▸ **Given instruction**:
Reproduce the records below word for word, line by line, but leave out the pictures.

▸ **Material supplied**:
◇ ◇ ◇ ◇ ◇ ◇ ◇

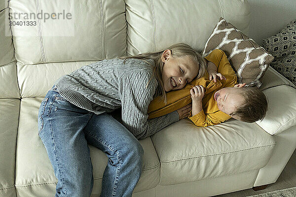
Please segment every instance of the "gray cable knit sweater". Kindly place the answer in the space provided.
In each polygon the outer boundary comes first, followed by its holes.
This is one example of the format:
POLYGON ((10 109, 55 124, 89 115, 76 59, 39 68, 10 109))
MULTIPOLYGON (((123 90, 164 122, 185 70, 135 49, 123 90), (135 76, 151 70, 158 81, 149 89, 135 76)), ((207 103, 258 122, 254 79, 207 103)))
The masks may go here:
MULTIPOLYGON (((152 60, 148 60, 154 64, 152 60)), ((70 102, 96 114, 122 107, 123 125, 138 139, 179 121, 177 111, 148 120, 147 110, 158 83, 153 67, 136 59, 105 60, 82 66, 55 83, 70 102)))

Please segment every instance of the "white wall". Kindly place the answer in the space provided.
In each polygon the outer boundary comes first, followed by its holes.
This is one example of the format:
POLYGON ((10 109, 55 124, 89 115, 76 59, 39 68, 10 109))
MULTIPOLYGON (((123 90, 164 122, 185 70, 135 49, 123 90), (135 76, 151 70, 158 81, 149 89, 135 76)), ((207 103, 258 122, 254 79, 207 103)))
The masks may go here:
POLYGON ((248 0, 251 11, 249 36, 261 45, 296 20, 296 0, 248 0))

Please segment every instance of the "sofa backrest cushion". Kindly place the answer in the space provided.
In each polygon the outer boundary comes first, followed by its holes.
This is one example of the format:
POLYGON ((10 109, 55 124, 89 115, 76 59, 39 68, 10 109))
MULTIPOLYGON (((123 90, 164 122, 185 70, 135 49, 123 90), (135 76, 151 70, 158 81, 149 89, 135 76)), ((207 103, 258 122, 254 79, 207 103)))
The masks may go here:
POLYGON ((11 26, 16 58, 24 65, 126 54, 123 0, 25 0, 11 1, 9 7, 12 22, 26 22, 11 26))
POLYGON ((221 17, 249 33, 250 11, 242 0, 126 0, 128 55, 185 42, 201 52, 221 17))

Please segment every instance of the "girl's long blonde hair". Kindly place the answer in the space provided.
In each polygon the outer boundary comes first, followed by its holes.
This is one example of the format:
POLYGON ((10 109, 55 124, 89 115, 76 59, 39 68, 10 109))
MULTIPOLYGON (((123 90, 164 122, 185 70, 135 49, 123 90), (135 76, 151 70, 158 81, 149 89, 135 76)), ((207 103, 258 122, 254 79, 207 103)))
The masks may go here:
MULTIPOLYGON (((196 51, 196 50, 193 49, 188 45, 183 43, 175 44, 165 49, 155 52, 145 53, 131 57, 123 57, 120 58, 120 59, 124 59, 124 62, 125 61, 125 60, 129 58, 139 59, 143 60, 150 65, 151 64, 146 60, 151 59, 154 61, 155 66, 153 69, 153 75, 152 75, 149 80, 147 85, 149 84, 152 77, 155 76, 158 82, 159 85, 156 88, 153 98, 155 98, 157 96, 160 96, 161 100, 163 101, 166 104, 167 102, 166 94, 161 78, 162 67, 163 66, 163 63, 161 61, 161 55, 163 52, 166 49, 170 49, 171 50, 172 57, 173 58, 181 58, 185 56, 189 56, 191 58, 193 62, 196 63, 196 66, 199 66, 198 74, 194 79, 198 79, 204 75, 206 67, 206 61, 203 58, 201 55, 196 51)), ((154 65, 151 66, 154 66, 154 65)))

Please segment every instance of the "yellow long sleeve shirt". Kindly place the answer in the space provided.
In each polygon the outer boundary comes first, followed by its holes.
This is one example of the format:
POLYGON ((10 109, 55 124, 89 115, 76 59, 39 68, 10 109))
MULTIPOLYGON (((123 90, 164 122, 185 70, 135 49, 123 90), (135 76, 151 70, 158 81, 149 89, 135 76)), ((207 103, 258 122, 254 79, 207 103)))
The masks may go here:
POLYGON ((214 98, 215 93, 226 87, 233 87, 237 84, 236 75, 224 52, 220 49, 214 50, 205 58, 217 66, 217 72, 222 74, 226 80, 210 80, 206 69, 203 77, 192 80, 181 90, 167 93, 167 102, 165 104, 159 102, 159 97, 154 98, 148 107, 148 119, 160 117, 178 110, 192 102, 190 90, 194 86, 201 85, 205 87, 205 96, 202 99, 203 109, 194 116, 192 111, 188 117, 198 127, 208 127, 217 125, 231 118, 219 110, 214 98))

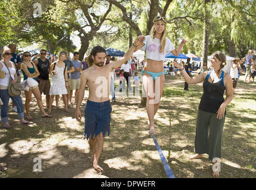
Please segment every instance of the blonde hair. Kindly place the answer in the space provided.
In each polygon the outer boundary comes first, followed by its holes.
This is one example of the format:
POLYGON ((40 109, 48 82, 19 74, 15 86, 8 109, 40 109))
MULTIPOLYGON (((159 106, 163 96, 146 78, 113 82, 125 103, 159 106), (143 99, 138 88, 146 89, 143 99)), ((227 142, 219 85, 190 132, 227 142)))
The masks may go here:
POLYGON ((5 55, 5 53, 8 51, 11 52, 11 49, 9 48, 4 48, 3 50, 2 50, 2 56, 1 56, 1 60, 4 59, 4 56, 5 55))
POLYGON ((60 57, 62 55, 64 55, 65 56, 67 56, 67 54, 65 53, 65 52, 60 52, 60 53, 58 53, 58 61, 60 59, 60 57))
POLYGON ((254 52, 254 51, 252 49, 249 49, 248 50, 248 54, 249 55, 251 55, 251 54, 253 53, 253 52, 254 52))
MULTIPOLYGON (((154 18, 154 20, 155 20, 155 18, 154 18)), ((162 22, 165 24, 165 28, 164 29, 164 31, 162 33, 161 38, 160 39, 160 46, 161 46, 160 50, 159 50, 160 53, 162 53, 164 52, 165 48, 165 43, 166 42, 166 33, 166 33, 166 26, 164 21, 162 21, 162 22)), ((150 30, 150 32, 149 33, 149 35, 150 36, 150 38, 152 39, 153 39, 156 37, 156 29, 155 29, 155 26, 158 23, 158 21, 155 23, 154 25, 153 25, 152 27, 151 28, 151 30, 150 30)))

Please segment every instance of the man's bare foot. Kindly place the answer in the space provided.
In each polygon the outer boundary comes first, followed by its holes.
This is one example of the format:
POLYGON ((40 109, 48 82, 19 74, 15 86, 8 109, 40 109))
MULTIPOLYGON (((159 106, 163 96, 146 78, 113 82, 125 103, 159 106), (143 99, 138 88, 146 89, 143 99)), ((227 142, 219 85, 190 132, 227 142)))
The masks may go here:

◇ ◇ ◇ ◇ ◇ ◇ ◇

▸ **Result for this task**:
Please segment every instance of the "gray cable knit sweater". Kindly place the answer in the space provided.
In each polygon the outer boundary comes first, followed by its holes.
This is one example of the format:
POLYGON ((10 109, 55 124, 89 115, 76 59, 39 68, 10 109))
MULTIPOLYGON (((123 90, 164 122, 185 70, 135 49, 123 90), (135 76, 151 70, 158 81, 149 89, 135 76)), ((207 103, 258 122, 254 79, 207 103)))
The masks may go here:
MULTIPOLYGON (((152 60, 148 60, 154 64, 152 60)), ((70 102, 96 114, 122 107, 123 125, 138 139, 179 121, 177 111, 148 120, 147 110, 158 83, 153 67, 136 59, 105 60, 82 66, 55 83, 70 102)))

Please segment every instance of the "white wall". Kindly place the answer in the space provided.
In each polygon the outer boundary comes first, followed by its holes.
This is one example of the format:
POLYGON ((10 109, 55 124, 89 115, 76 59, 39 68, 10 109))
MULTIPOLYGON (((123 90, 164 122, 185 70, 135 49, 123 90), (135 76, 151 70, 158 81, 149 89, 135 76)), ((207 103, 258 122, 254 79, 207 103)))
The masks may go here:
POLYGON ((248 0, 251 11, 249 36, 261 45, 296 20, 296 0, 248 0))

Please segment every instance of the "sofa backrest cushion". Kindly place the answer in the space provided.
In each polygon the outer boundary comes first, followed by its holes.
This is one example of the format:
POLYGON ((10 109, 55 124, 89 115, 76 59, 39 68, 10 109))
MULTIPOLYGON (((123 90, 164 122, 185 70, 135 49, 123 90), (135 76, 151 70, 158 81, 149 89, 135 76)), ((207 103, 258 122, 254 79, 207 103)))
The masks may go here:
POLYGON ((11 26, 16 58, 24 65, 126 54, 123 0, 25 0, 11 1, 9 7, 12 22, 26 22, 11 26))
POLYGON ((221 17, 249 33, 250 11, 242 0, 126 0, 128 55, 185 42, 201 52, 221 17))

Please segment every instance of the "girl's long blonde hair". Kindly place the answer in the space provided.
In each polygon the outer boundary comes first, followed by its holes.
This is one example of the format:
POLYGON ((10 109, 55 124, 89 115, 76 59, 39 68, 10 109))
MULTIPOLYGON (((123 90, 164 122, 185 70, 135 49, 123 90), (135 76, 151 70, 158 81, 149 89, 135 76)), ((207 103, 258 122, 254 79, 207 103)))
The masks may go here:
MULTIPOLYGON (((196 51, 196 50, 193 49, 188 45, 183 43, 175 44, 165 49, 155 52, 145 53, 131 57, 123 57, 120 58, 120 59, 124 59, 124 62, 125 61, 125 60, 129 58, 139 59, 143 60, 150 65, 151 64, 146 60, 151 59, 154 61, 155 66, 153 69, 153 75, 152 75, 149 80, 147 85, 149 84, 152 77, 155 76, 158 82, 159 85, 156 88, 153 98, 155 98, 157 96, 160 96, 161 100, 163 101, 166 104, 167 102, 166 94, 161 78, 162 67, 163 66, 163 63, 161 61, 161 55, 163 52, 166 49, 170 49, 171 50, 172 57, 173 58, 181 58, 185 56, 189 56, 191 58, 193 62, 196 63, 196 66, 199 66, 198 74, 194 79, 198 79, 204 75, 206 67, 206 61, 203 58, 201 55, 196 51)), ((154 65, 151 66, 154 66, 154 65)))

Please segment every instance of the "yellow long sleeve shirt". Kindly place the answer in the space provided.
In each polygon the outer boundary comes first, followed by its holes.
This is one example of the format:
POLYGON ((10 109, 55 124, 89 115, 76 59, 39 68, 10 109))
MULTIPOLYGON (((123 90, 164 122, 185 70, 135 49, 123 90), (135 76, 151 70, 158 81, 149 89, 135 76)), ((207 103, 258 122, 254 79, 207 103)))
The masks may go here:
POLYGON ((214 98, 215 93, 226 87, 233 87, 237 84, 236 75, 224 52, 220 49, 214 50, 205 58, 217 66, 217 72, 222 74, 226 80, 210 80, 206 69, 203 77, 192 80, 181 90, 167 93, 167 102, 165 104, 159 102, 159 97, 154 98, 148 107, 148 119, 160 117, 178 110, 192 102, 190 90, 194 86, 201 85, 205 87, 205 96, 202 99, 203 109, 194 116, 192 111, 188 117, 198 127, 208 127, 217 125, 231 118, 219 110, 214 98))

Please segment every instance of the blonde hair. Kindly place the answer in the space provided.
In each polygon the outer boundary comes first, followed by its holes.
This is one example of the format:
POLYGON ((40 109, 48 82, 19 74, 15 86, 8 109, 40 109))
MULTIPOLYGON (((159 106, 163 96, 146 78, 113 82, 125 103, 159 106), (143 99, 138 88, 146 89, 143 99)), ((227 142, 219 85, 190 132, 227 142)))
The masks may go here:
POLYGON ((5 55, 5 53, 8 51, 11 52, 11 49, 9 48, 4 48, 3 50, 2 50, 2 56, 1 56, 1 60, 4 59, 4 56, 5 55))
POLYGON ((60 57, 62 55, 64 55, 65 56, 67 56, 67 54, 65 53, 65 52, 60 52, 60 53, 58 53, 58 61, 60 59, 60 57))
POLYGON ((254 52, 254 51, 252 49, 249 49, 248 50, 248 54, 249 55, 251 55, 251 54, 253 53, 253 52, 254 52))
MULTIPOLYGON (((154 18, 154 20, 155 20, 155 18, 154 18)), ((162 22, 165 24, 165 28, 164 29, 164 31, 162 33, 161 38, 160 39, 160 46, 161 46, 160 50, 159 50, 160 53, 162 53, 164 52, 165 48, 165 43, 166 42, 166 33, 166 33, 166 26, 164 21, 162 21, 162 22)), ((150 30, 150 32, 149 33, 149 35, 150 36, 150 38, 152 39, 153 39, 156 37, 156 29, 155 29, 155 26, 158 23, 158 21, 155 23, 154 25, 153 25, 152 27, 151 28, 151 30, 150 30)))

Please segment every instance of the man's bare foot. Kindly place the answer in the space provided.
In each polygon the outer boundary comes first, followed by its holes.
This is one example of the format:
POLYGON ((40 109, 48 82, 19 74, 15 86, 8 109, 40 109))
MULTIPOLYGON (((159 106, 163 96, 146 78, 113 82, 125 103, 159 106), (143 99, 138 88, 146 89, 143 99)), ((227 142, 219 85, 190 132, 227 142)))
The masks may go here:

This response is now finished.